_Problem statement_.
All records below should be repeated exactly, with the pictures left out.

=== Provided data ===

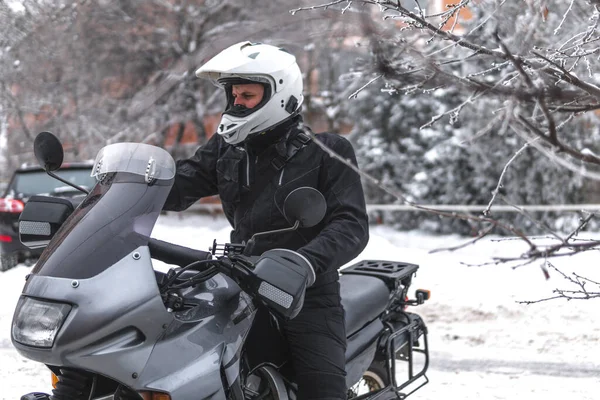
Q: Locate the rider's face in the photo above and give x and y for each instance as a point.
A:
(247, 95)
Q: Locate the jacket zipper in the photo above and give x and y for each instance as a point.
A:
(247, 165)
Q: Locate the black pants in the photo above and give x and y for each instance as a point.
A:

===

_Completed exercise_.
Q: Locate the rider's face in the photo above and give x and y for each instance as a point.
A:
(247, 95)
Q: Locate the jacket zipper in the photo above and give x and y for each instance as a point.
A:
(247, 165)
Q: Locate the black pants in the photo above and give x and y for each instance as a point.
A:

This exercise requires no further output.